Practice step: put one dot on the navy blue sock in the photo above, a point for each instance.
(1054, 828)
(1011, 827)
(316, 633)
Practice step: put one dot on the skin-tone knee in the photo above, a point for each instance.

*Problem:* In full and verbatim, repeat the records given above.

*Response to this exercise:*
Practice step: put one dot on the navy blue sock in the photo above, a point for each instance.
(1054, 828)
(1011, 827)
(316, 633)
Practice step: put one dot on the skin-tone knee in the photo above, a point for each instance.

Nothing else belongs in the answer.